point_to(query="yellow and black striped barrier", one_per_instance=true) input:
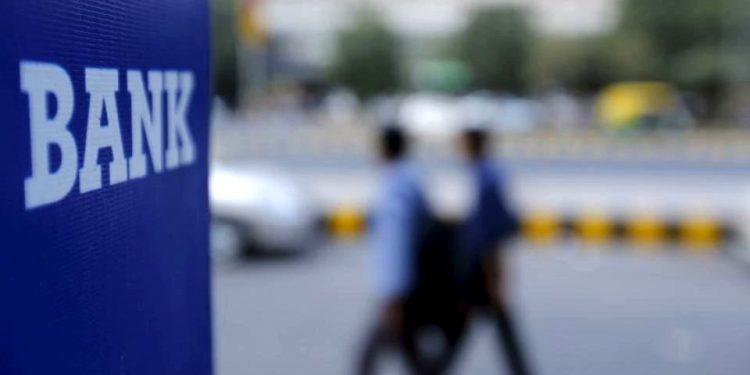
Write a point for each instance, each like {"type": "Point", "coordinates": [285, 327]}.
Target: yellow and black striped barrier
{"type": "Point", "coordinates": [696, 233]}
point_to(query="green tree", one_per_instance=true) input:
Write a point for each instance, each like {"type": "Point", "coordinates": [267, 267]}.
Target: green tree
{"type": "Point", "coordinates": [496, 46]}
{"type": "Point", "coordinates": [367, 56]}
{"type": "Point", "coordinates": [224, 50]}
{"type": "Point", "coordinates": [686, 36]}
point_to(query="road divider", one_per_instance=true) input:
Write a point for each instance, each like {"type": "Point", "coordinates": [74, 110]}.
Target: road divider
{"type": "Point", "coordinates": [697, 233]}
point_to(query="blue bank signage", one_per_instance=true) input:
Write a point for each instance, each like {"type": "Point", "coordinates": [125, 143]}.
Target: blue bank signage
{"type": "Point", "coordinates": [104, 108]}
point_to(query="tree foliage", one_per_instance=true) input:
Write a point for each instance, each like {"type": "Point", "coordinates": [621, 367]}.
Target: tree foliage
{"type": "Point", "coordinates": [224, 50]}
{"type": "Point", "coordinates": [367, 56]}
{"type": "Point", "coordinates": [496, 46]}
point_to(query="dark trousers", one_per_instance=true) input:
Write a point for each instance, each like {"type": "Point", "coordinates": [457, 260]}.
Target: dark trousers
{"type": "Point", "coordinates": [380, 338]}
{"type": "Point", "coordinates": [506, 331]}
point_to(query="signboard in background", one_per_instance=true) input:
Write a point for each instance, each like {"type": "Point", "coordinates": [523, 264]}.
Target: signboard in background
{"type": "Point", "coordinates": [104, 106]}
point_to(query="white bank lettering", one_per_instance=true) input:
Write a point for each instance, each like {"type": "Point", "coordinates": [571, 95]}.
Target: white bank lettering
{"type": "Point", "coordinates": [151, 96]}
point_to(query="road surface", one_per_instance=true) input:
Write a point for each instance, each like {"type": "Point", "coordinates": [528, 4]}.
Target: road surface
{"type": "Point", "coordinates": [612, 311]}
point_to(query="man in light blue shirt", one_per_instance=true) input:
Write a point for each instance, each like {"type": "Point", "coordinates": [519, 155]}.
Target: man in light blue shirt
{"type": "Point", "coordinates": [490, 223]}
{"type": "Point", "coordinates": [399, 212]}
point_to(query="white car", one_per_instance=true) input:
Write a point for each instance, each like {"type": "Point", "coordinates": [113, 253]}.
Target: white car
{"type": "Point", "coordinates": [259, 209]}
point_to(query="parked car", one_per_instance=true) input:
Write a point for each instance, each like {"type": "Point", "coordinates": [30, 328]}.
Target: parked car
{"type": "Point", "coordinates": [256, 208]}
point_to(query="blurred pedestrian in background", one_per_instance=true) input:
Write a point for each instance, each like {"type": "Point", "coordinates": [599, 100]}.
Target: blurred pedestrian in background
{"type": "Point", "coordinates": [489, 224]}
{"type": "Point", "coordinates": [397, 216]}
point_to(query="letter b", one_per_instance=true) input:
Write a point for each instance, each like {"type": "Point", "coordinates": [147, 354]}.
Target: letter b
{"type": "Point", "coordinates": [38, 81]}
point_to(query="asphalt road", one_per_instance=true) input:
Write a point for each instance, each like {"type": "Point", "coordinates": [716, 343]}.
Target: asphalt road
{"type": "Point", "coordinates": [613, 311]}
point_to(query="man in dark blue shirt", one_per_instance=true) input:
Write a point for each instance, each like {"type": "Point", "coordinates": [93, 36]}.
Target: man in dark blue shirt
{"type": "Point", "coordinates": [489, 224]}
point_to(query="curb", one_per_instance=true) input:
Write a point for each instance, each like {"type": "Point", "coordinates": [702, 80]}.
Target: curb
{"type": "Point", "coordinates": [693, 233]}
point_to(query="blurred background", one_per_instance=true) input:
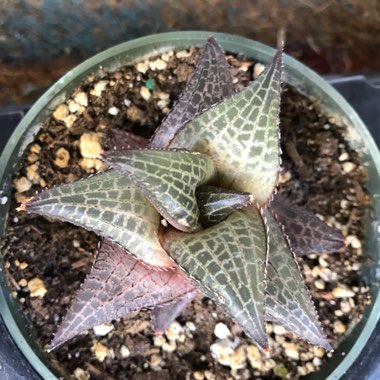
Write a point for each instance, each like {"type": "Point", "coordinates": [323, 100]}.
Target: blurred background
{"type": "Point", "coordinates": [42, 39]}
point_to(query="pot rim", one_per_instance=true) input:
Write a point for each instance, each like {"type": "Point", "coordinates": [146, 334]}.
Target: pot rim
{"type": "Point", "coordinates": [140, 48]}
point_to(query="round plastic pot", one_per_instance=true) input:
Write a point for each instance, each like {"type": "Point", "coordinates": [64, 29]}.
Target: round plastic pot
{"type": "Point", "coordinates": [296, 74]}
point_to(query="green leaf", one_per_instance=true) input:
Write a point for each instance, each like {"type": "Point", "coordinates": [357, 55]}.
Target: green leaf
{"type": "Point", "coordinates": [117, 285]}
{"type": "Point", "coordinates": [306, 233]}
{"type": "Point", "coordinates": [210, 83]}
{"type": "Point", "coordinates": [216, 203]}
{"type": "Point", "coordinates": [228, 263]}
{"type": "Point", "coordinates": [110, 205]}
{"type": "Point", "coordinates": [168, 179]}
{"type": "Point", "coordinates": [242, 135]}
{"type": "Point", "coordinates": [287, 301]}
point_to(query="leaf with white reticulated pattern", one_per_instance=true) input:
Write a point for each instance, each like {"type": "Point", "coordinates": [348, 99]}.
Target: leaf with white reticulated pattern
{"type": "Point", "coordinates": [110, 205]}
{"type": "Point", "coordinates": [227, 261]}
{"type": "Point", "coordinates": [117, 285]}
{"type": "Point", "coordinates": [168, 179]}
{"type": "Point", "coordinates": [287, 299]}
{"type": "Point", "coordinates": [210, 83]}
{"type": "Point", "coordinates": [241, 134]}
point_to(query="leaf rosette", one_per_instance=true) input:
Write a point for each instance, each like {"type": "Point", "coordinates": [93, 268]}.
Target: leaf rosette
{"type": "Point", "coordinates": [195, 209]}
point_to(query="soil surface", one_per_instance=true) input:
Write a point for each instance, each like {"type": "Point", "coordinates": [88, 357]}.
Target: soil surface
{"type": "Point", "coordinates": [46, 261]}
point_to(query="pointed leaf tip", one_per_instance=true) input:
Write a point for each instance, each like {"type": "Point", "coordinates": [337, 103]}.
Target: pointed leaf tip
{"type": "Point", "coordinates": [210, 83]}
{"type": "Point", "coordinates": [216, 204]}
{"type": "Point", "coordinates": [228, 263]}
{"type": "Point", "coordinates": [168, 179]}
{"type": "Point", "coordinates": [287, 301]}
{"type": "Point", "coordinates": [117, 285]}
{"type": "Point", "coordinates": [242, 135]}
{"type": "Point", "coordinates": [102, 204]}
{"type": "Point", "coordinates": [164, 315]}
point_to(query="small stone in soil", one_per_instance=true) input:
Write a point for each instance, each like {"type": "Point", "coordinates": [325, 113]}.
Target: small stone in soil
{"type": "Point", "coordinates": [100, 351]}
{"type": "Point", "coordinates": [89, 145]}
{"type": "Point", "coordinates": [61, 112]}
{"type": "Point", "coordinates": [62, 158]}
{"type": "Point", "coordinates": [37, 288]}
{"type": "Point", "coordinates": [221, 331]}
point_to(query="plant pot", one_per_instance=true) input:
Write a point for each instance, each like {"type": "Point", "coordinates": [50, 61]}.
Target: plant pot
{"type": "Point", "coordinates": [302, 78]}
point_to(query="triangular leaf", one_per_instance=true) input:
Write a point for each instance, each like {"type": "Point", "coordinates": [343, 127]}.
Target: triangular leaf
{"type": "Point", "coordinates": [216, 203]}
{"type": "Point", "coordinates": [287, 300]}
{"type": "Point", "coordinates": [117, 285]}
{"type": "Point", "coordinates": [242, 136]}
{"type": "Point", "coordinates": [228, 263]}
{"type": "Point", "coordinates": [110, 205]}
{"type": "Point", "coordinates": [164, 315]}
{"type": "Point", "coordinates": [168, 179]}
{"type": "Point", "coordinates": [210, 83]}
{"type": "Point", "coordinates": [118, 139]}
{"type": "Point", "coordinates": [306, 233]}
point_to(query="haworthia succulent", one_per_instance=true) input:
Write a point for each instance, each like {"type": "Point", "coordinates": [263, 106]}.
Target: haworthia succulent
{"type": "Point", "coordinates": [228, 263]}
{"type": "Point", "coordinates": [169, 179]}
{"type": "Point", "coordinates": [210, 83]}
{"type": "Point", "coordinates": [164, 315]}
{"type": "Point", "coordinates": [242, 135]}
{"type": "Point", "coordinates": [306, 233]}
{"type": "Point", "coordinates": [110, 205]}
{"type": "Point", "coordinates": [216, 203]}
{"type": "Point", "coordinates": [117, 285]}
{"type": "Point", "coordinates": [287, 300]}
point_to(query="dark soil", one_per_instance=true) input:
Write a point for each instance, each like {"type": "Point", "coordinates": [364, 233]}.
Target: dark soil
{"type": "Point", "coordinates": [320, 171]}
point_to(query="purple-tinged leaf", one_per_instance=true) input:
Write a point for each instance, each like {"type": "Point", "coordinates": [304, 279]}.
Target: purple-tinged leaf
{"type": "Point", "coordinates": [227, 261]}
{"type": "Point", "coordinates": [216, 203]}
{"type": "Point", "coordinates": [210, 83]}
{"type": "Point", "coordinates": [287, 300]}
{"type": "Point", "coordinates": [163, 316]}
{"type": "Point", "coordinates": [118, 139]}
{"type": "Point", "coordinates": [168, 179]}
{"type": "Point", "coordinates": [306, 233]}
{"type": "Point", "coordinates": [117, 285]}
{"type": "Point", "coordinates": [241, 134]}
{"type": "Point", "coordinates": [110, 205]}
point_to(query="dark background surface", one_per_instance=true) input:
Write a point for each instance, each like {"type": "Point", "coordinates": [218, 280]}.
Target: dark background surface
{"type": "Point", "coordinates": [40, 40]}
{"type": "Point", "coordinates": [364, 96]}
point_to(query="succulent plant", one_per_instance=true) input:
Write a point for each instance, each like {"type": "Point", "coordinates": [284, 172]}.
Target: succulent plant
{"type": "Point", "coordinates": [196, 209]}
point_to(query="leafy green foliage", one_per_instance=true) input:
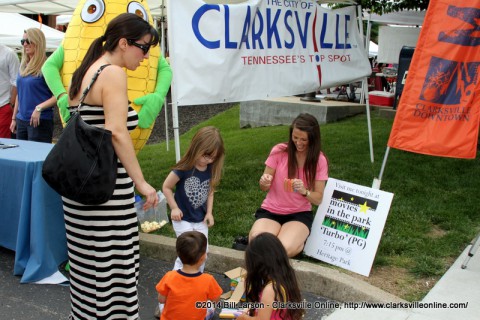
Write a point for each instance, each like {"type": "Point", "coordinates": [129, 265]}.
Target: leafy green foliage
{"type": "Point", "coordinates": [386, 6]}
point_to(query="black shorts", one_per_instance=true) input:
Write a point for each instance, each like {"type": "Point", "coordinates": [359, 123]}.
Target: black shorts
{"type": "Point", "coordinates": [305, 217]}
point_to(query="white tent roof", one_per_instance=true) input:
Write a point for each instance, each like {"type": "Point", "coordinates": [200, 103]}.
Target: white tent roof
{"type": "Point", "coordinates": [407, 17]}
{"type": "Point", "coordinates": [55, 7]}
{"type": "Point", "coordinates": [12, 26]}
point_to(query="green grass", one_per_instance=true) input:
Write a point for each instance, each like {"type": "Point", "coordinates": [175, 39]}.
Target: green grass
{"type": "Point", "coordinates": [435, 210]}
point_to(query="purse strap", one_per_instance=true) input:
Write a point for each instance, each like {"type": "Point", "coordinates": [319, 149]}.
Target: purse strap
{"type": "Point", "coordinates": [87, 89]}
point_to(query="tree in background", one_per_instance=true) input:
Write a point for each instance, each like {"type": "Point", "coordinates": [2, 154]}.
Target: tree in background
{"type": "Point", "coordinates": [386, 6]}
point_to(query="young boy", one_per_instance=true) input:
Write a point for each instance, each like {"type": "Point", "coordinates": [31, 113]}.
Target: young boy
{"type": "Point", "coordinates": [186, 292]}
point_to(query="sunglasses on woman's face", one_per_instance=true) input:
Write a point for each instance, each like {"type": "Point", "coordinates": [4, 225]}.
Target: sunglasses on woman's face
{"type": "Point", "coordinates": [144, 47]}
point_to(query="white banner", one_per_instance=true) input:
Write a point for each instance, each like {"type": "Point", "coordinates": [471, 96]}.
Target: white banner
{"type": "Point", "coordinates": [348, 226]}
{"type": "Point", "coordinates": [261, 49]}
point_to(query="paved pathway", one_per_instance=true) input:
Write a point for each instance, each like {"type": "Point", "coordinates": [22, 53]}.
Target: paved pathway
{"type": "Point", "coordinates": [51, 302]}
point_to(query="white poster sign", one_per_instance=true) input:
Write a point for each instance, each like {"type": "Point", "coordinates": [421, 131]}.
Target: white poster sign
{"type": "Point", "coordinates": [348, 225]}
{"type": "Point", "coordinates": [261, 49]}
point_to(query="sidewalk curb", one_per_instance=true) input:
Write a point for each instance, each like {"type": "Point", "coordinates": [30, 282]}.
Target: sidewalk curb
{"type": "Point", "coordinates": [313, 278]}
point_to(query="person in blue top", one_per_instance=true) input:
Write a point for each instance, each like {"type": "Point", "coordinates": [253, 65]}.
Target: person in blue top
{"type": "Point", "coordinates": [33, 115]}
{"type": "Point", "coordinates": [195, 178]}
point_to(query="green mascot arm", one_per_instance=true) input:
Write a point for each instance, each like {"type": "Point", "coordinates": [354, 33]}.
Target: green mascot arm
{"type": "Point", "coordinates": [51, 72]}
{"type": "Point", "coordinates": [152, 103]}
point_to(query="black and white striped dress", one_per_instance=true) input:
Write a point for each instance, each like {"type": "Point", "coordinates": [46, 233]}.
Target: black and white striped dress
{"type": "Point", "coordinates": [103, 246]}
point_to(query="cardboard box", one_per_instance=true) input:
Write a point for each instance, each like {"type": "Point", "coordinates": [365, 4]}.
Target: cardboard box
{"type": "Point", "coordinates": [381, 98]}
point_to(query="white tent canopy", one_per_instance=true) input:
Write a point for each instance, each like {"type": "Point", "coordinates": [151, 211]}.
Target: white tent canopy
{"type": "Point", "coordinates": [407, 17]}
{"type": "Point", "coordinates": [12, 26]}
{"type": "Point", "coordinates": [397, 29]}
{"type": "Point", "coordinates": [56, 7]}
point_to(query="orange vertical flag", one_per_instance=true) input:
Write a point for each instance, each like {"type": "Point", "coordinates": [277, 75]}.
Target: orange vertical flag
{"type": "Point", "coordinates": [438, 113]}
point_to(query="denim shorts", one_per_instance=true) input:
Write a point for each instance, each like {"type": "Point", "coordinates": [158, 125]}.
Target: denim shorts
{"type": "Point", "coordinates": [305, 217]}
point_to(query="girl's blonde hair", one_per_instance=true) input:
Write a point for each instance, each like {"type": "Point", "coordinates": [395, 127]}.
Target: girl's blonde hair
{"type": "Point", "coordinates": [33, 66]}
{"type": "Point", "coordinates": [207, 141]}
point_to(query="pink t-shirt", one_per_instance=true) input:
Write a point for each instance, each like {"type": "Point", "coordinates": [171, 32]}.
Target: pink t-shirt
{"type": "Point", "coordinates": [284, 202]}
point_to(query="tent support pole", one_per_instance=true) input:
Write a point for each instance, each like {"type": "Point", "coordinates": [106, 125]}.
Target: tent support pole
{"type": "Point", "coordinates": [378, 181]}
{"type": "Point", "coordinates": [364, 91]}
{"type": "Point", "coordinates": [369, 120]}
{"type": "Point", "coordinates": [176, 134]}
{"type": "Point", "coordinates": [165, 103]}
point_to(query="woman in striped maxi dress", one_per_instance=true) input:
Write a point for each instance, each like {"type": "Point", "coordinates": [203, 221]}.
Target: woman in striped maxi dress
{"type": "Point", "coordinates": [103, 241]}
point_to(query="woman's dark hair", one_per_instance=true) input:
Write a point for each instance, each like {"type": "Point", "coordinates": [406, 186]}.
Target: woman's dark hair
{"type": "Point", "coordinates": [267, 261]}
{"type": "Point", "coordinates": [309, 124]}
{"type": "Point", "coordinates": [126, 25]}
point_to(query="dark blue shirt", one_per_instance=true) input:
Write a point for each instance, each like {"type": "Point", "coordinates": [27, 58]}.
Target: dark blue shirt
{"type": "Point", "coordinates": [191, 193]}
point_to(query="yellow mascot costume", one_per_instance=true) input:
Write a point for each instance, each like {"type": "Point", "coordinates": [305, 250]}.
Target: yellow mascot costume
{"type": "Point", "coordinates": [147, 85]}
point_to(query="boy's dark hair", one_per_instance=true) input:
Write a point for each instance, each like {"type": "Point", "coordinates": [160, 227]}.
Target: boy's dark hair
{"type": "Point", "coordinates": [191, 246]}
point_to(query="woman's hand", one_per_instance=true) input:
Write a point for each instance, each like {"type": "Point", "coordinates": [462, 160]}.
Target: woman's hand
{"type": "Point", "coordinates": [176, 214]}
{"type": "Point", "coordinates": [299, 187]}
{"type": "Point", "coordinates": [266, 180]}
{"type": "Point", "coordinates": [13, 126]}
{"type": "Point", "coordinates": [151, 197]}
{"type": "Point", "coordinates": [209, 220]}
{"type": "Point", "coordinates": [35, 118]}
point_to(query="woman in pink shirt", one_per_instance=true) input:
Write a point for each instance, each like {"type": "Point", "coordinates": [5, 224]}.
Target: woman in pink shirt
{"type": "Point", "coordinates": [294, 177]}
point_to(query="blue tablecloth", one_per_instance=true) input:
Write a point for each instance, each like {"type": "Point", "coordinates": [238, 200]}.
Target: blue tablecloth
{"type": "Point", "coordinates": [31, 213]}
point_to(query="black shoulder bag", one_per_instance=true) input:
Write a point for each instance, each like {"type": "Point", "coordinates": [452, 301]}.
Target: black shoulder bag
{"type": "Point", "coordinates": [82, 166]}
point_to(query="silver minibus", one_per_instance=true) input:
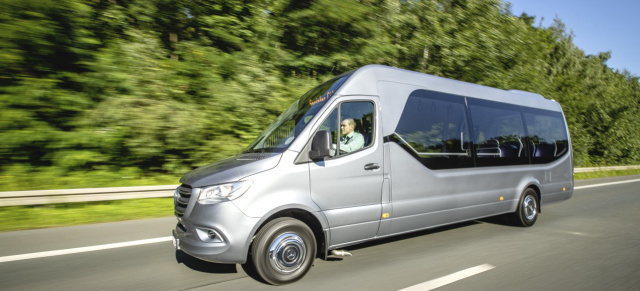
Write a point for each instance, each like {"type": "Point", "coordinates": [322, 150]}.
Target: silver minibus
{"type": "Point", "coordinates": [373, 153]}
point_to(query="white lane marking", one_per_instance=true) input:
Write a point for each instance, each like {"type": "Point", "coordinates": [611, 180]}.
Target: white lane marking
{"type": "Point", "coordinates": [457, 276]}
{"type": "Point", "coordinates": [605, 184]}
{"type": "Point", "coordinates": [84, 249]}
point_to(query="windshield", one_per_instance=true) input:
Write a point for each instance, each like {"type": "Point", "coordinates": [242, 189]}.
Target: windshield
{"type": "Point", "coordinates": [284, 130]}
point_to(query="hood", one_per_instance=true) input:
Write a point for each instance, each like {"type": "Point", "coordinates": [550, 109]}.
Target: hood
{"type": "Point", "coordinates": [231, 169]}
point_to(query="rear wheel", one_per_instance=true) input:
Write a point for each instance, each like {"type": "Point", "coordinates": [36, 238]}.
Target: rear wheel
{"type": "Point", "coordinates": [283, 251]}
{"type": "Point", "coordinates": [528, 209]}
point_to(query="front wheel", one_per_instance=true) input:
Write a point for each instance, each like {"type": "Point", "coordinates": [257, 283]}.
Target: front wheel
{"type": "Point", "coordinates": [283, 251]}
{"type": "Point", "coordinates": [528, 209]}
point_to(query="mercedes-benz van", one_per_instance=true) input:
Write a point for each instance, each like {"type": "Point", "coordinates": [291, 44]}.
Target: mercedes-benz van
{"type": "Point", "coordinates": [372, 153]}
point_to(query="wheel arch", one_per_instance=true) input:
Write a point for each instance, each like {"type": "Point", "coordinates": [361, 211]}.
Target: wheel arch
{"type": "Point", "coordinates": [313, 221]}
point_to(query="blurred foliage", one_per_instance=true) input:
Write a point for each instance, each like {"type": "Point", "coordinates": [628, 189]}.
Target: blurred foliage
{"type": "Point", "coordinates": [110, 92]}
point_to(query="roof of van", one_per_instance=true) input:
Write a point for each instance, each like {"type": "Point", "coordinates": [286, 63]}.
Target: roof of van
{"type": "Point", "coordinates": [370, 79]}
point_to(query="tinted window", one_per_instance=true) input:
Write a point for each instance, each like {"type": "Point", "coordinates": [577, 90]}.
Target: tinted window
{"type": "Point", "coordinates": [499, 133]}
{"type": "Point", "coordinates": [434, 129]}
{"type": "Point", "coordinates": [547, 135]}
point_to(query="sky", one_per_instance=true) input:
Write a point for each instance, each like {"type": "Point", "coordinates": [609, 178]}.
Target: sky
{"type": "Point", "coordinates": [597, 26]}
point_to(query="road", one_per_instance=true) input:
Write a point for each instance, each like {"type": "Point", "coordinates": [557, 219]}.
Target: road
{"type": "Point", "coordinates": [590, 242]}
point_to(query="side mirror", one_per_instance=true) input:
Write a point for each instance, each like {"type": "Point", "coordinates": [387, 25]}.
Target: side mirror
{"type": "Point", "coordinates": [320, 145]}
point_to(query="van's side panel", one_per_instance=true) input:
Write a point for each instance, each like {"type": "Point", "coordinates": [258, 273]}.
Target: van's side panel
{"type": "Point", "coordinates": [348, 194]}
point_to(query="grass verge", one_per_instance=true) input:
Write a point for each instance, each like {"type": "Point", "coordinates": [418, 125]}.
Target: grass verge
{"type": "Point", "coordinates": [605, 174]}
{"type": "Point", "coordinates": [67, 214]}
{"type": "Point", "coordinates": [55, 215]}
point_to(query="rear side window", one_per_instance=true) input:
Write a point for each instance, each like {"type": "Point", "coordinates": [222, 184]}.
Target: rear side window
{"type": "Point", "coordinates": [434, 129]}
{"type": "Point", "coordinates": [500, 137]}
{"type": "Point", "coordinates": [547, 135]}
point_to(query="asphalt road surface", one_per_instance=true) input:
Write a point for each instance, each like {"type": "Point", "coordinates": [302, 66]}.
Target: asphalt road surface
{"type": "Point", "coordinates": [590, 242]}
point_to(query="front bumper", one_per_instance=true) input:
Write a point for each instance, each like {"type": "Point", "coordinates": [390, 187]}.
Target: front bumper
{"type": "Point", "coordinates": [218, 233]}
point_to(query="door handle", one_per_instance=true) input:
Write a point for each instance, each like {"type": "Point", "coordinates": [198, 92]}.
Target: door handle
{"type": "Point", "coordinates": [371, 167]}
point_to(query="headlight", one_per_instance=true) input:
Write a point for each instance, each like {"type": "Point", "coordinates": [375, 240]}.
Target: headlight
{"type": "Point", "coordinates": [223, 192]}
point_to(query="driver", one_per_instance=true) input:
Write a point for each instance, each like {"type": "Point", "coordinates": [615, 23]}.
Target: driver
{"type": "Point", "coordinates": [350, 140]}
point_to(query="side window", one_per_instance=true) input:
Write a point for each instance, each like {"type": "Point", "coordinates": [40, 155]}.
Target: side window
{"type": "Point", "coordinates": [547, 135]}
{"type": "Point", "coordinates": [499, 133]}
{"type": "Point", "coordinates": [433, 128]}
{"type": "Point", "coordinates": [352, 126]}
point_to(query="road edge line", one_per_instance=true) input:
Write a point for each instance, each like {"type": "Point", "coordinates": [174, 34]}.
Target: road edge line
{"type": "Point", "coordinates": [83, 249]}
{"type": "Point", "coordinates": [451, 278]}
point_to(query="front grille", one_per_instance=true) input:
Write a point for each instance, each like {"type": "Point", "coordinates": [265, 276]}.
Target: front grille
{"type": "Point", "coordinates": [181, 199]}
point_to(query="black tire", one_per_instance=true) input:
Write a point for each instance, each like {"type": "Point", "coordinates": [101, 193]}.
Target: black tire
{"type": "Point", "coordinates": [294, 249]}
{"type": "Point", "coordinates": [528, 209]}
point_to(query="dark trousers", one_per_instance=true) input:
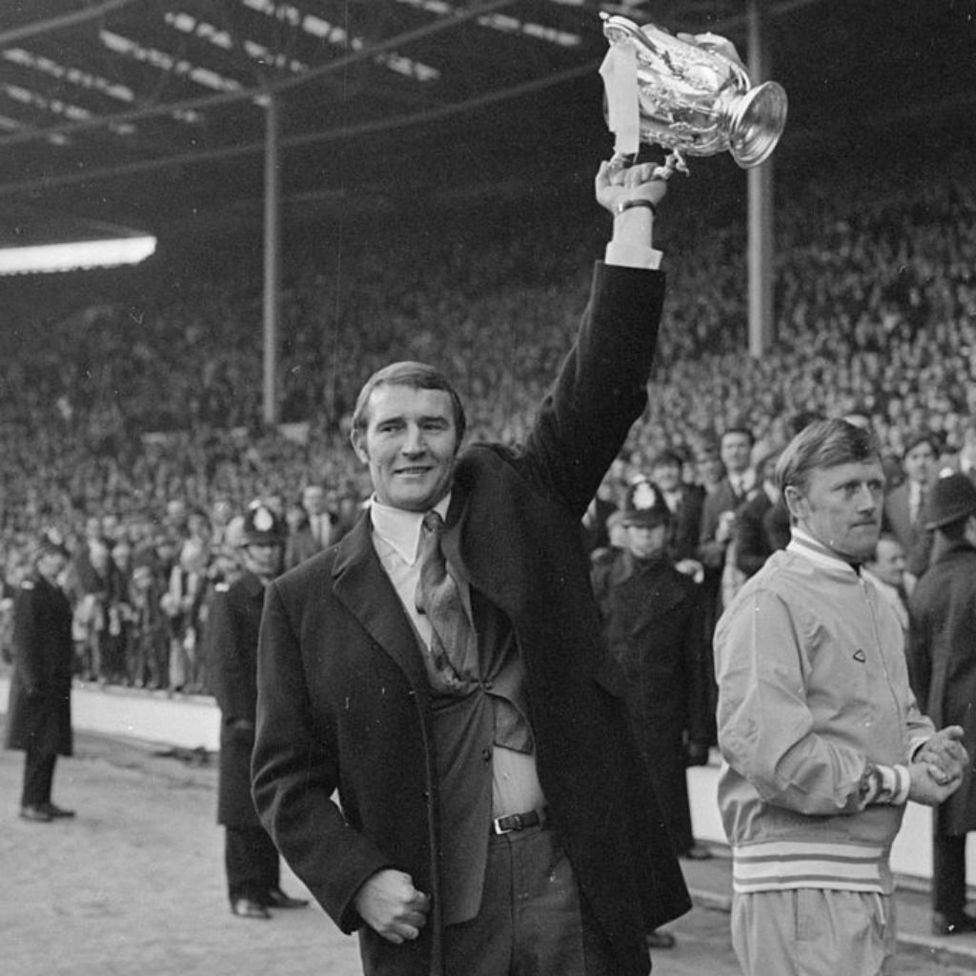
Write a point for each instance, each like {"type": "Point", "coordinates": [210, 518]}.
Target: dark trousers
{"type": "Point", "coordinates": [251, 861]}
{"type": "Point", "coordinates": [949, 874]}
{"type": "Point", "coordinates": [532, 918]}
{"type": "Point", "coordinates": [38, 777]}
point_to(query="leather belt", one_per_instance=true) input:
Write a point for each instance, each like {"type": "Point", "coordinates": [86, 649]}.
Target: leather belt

§ §

### WHAT THE TASK ASKS
Everything from the line that contains "Target: driver" to the final line of the data is to be duplicated exactly, both ends included, except the pictures.

### REPLY TO THE EXERCISE
Target: driver
{"type": "Point", "coordinates": [350, 140]}
point_to(query="side window", one_per_instance=true) input:
Write a point for each instance, each like {"type": "Point", "coordinates": [40, 155]}.
Target: side window
{"type": "Point", "coordinates": [547, 135]}
{"type": "Point", "coordinates": [499, 133]}
{"type": "Point", "coordinates": [433, 128]}
{"type": "Point", "coordinates": [352, 126]}
point_to(query="road edge line", one_per_instance=true) input:
Write a point for each instance, each like {"type": "Point", "coordinates": [174, 34]}.
Target: road edge line
{"type": "Point", "coordinates": [83, 249]}
{"type": "Point", "coordinates": [451, 278]}
point_to(query="front grille", one_per_instance=true) input:
Write a point for each instance, each like {"type": "Point", "coordinates": [265, 276]}.
Target: front grille
{"type": "Point", "coordinates": [181, 199]}
point_to(query="black tire", one_per_instance=true) input:
Write a point for each instance, each like {"type": "Point", "coordinates": [101, 193]}.
Target: black tire
{"type": "Point", "coordinates": [294, 249]}
{"type": "Point", "coordinates": [528, 209]}
point_to(query="dark trousers", one_per_instance=true) input:
Write a point for each instance, each like {"type": "Point", "coordinates": [210, 518]}.
Target: dark trousers
{"type": "Point", "coordinates": [251, 861]}
{"type": "Point", "coordinates": [949, 874]}
{"type": "Point", "coordinates": [532, 918]}
{"type": "Point", "coordinates": [38, 777]}
point_to(query="leather belt", one_per_instance=true) input:
Write a point for each instance, each like {"type": "Point", "coordinates": [86, 649]}.
Target: leather belt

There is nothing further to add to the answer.